::: TEXTO DE ORIGEM

Adriana Esteves se supera, e Thelma janta Carminha
No primeiro capítulo de “Amor de Mãe” após quase um ano sem cenas inéditas de Manuela Dias, o protagonismo foi todo de Adriana Esteves. A essa altura, com todo respeito a Carminha e a tudo o que ela representa, peço licença para dizer que Thelma a jantaria tranquilamente, não só em questão de vilania, mas também no que diz respeito à interpretação da atriz.
Carminha era expansiva, derramava seu escárnio à vontade, desde o primeiro capítulo de “Avenida Brasil”. Todo o trabalho era extroversão, com danças, piruetas, gritarias e gargalhadas. Mesmo no fingimento, ela tinha um chororô não contido e que ficava em segundo plano, só para fisgar Tufão (Murilo Benício) e a família, por curto espaço de tempo. Mas o público, em especial, conhecia aquela mulher desde a primeira cena de João Emanuel Carneiro.

::::::
::: INFORMAÇÕES FORNECIDAS

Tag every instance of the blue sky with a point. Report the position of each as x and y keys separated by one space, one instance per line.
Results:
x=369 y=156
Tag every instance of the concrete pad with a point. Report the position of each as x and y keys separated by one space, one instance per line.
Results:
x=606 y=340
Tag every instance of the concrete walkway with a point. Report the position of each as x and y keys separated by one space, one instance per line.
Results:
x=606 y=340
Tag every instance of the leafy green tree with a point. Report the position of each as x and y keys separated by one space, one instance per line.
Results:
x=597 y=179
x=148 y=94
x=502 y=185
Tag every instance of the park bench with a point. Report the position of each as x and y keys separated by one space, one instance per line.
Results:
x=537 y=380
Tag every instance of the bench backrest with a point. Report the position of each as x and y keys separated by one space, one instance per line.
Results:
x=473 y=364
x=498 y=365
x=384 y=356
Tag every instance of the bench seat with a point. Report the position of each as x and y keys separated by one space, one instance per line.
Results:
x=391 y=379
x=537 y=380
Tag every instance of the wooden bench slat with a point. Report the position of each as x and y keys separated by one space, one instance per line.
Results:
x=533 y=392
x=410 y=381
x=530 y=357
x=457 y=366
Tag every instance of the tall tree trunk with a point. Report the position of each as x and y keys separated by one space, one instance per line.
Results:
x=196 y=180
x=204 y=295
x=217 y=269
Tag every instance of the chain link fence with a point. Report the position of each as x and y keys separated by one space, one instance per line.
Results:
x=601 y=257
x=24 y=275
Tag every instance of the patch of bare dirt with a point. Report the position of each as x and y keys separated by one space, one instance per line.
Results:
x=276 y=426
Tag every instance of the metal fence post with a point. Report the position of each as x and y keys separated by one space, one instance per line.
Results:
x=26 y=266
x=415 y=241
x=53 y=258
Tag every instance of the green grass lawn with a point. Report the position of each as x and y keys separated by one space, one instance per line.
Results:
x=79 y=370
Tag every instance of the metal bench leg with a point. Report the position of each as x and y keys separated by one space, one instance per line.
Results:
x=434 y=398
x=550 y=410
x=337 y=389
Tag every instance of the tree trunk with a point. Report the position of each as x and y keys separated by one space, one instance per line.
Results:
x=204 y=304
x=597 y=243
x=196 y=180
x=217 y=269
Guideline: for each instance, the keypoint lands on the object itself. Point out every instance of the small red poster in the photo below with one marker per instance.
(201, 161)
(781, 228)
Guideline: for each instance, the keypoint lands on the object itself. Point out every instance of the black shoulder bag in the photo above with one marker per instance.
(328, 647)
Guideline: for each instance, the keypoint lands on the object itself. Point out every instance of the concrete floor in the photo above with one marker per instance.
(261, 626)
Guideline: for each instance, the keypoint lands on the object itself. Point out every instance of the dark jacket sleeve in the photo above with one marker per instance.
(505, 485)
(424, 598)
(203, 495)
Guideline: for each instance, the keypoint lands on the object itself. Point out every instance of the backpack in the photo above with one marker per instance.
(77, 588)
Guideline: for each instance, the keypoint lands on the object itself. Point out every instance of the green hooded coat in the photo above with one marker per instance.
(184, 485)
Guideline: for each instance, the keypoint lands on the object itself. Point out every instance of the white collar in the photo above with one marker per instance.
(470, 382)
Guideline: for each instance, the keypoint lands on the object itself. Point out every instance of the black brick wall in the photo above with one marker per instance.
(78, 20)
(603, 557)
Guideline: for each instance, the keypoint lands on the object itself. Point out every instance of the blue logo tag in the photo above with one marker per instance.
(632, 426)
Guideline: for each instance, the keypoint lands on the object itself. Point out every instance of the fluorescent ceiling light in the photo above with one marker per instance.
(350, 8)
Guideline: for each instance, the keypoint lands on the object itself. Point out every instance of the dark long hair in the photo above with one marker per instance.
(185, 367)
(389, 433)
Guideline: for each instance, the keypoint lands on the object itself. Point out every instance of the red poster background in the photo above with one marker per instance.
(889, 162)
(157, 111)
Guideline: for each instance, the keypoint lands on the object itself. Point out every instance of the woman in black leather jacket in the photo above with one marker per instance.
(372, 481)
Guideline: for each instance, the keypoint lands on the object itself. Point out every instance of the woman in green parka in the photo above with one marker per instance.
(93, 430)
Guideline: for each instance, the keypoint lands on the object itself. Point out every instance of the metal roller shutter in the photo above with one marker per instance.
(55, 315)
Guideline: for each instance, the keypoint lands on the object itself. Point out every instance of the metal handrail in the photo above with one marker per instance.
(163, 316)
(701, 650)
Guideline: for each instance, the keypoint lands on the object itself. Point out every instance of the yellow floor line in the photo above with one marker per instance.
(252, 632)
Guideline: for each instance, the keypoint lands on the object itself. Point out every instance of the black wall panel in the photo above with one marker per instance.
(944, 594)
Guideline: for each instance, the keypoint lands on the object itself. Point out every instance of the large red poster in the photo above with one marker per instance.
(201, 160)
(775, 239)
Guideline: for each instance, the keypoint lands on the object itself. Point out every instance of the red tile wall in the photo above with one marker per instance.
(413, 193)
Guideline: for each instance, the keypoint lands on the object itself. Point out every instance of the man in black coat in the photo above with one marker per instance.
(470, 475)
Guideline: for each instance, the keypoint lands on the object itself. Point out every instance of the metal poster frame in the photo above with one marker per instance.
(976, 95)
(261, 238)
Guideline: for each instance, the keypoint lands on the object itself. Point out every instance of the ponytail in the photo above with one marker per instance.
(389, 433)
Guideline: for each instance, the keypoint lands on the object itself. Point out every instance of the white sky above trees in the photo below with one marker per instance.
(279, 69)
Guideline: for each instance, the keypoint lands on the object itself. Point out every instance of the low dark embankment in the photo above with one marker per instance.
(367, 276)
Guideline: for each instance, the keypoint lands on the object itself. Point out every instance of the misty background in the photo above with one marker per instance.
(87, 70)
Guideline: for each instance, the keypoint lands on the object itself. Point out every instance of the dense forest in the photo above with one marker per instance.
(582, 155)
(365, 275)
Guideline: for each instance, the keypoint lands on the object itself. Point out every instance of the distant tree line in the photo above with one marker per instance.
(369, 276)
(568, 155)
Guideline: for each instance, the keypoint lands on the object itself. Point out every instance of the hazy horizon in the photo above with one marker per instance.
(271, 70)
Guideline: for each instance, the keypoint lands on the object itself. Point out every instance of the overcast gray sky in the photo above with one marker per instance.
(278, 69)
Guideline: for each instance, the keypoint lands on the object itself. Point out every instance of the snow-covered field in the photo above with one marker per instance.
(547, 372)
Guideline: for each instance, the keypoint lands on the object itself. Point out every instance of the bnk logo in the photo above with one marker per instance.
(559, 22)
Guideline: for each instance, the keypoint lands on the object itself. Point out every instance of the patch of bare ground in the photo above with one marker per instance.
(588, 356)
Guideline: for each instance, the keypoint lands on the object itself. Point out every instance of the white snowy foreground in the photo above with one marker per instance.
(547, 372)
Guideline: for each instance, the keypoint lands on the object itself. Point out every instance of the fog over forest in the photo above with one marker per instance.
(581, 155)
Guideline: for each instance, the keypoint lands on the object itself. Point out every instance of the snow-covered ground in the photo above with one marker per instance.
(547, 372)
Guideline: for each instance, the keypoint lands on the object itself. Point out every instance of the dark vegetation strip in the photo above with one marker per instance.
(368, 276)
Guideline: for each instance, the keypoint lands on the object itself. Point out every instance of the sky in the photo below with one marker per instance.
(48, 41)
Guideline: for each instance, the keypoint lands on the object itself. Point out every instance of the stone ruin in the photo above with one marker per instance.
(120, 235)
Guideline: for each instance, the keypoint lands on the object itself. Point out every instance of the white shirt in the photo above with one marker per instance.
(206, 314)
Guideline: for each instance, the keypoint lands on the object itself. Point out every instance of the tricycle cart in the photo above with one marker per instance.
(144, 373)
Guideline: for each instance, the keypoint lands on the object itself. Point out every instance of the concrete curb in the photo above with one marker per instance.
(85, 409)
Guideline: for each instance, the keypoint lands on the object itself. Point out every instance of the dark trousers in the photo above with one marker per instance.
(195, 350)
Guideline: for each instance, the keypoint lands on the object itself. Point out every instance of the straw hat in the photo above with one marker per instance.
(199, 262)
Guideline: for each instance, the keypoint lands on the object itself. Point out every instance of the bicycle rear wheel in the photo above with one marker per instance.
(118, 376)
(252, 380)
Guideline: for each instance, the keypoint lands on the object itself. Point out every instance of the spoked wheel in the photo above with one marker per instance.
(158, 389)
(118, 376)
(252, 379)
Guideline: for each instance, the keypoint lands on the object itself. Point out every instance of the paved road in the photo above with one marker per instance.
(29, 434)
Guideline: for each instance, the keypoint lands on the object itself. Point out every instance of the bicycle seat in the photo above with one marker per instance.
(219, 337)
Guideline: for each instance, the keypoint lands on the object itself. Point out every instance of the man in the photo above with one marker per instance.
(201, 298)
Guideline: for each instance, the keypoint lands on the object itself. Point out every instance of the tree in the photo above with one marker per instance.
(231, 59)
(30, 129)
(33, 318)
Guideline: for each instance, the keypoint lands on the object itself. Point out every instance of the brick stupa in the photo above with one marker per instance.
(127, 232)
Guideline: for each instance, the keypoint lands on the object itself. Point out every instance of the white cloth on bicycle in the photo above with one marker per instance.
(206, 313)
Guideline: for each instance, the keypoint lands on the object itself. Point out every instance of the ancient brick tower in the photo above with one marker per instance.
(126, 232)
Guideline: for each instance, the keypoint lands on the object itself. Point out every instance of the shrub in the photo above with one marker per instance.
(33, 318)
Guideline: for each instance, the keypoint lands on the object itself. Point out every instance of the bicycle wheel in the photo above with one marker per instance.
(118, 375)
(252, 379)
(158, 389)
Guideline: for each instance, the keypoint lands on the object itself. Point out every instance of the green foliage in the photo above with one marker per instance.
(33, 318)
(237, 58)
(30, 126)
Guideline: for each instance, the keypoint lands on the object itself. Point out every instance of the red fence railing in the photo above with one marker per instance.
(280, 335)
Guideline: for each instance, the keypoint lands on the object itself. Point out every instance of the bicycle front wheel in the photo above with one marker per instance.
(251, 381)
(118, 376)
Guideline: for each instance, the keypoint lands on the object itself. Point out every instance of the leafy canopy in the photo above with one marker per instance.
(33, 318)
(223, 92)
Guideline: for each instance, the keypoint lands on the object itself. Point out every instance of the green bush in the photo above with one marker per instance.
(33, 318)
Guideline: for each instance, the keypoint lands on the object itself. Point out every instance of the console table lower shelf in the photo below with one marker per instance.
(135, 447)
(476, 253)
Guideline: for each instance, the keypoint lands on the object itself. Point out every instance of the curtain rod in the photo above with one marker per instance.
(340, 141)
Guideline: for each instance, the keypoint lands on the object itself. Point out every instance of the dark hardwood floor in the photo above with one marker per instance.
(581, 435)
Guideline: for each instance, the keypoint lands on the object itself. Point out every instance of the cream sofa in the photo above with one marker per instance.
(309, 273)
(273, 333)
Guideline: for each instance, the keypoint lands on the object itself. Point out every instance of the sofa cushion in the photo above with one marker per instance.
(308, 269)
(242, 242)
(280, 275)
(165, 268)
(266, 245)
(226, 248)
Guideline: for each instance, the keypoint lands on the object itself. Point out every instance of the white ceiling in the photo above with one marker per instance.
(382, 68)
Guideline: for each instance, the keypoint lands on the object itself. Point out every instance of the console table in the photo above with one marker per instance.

::::::

TAREFAS DO EXERCÍCIO
a. No texto sobre Thelma e Carminha, quem Carminha queria fisgar com seu chororô fingido?
b. Dê continuidade ao texto sobre Thelma e Carminha depois da última frase.

RESPOSTAS DAS TAREFAS
a. Tufão (Murilo Benício) e a família.

b.
Thelma é toda trancada em seus segredos, em seus crimes, suas obsessões. O gestual é contido, o corpo quase não pode denunciar quem é aquela mulher, sua voz é doce, sua dor é sussurrada, seu figurino é comportado, não há para onde correr. Em termos teatrais, a expressividade de Thelma é algo muito mais complexo de se alcançar e de comunicar à plateia do que aquela tresloucada da Carminha.
Até que “Amor de Mãe” se aproximasse do capítulo 100, fomos lentamente sendo apresentados às suas loucuras, cada vez menos perdoáveis, até que ela mata uma pessoa (Rita/Mariana Nunes), vem a pandemia, e ficamos um ano sem encontrar esta assassina silenciosa, que já no primeiro capítulo desta volta se livra de mais alguém, agora amiga próxima, Jane (Isabel Teixeira), que promete entregá-la à polícia.
A sorte de Carminha foi não ter encontrado uma Thelma no seu caminho. A personagem atual engoliria a outra porque trabalha com mais discrição no âmbito social. Mata silenciosamente, para depois se despir da sujeira no banho (um clichê, vá lá, mas que nunca é esgotável e sempre se mostra crível). Tranca-se no box do banheiro para confessar às paredes o que não confessa nem a si.
Adriana Esteves, de novo e de novo, deu um show, deixou-nos de joelhos diante de sua interpretação, e de faca na mão diante de Thelma.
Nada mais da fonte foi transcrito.